Provided information:
○ ○ ○

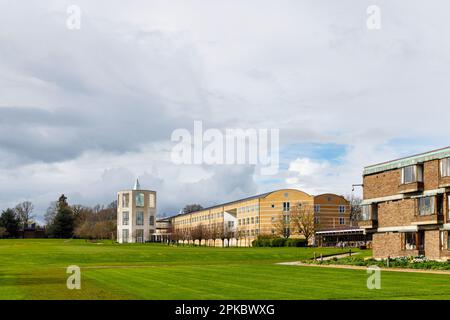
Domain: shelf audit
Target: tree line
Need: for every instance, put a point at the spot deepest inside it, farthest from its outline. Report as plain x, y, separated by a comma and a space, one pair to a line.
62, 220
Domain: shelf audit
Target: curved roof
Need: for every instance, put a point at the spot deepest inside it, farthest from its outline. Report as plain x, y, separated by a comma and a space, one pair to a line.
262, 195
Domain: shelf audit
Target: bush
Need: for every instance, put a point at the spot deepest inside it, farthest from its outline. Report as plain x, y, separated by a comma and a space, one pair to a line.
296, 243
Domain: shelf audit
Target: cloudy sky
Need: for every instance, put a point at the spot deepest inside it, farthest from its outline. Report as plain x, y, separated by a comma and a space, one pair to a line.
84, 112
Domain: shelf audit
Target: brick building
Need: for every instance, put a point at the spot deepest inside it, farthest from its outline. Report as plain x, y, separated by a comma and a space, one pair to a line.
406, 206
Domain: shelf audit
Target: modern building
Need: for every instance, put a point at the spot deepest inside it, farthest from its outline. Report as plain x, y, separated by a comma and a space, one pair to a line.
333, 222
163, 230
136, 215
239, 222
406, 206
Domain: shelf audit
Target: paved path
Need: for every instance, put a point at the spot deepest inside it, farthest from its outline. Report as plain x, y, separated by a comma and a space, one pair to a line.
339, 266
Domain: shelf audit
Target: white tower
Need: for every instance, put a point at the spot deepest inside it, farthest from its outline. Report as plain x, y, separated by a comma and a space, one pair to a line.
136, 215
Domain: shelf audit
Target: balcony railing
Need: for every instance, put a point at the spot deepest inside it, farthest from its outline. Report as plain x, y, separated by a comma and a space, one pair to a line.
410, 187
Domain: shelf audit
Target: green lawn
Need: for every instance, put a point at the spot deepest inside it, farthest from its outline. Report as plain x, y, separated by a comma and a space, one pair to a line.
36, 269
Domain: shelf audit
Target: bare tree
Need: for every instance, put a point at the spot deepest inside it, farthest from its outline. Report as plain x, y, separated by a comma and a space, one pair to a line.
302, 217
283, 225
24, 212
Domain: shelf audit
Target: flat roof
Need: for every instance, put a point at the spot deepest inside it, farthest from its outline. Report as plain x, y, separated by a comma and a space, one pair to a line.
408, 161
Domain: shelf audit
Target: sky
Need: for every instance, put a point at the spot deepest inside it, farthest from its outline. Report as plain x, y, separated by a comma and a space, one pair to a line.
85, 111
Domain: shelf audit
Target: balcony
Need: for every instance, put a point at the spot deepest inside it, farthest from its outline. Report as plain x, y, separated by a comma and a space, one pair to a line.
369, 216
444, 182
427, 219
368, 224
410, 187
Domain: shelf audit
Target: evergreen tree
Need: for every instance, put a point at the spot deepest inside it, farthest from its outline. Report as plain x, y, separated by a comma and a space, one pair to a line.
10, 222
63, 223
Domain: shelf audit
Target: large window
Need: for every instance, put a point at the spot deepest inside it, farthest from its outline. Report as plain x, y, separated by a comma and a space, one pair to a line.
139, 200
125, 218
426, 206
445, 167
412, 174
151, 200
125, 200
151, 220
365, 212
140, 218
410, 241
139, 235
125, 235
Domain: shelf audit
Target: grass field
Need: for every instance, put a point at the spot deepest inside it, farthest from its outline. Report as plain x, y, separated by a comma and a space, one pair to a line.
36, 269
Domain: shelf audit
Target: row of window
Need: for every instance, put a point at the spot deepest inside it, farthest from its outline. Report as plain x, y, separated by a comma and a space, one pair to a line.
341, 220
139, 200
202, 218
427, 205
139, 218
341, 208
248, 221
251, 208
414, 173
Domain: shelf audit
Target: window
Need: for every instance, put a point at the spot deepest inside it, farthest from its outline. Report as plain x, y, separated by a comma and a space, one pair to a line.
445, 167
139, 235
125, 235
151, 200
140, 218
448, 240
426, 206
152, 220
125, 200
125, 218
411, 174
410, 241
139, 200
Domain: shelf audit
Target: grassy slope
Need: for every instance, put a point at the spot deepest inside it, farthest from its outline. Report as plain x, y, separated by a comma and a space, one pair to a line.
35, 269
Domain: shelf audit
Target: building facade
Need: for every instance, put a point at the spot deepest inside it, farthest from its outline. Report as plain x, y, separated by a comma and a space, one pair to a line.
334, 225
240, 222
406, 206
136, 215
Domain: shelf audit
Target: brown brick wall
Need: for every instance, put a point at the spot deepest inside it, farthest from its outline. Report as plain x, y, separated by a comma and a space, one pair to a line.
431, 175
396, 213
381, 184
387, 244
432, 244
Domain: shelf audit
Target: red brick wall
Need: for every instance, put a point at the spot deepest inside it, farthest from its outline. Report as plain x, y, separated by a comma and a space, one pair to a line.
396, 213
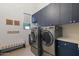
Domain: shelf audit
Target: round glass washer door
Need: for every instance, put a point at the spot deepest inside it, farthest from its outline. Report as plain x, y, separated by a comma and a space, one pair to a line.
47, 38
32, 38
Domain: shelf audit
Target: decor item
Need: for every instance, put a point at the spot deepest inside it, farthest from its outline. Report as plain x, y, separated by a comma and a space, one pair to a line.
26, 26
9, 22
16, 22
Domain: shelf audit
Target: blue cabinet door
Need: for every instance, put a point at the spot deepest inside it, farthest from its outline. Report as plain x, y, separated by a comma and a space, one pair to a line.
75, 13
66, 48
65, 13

○ ○ ○

Requirements:
Return every line of the rows above that contains the string "brick", treating uppercase and lowercase letters as different.

Exercise solution:
Target: brick building
Target: brown brick wall
Target: red brick wall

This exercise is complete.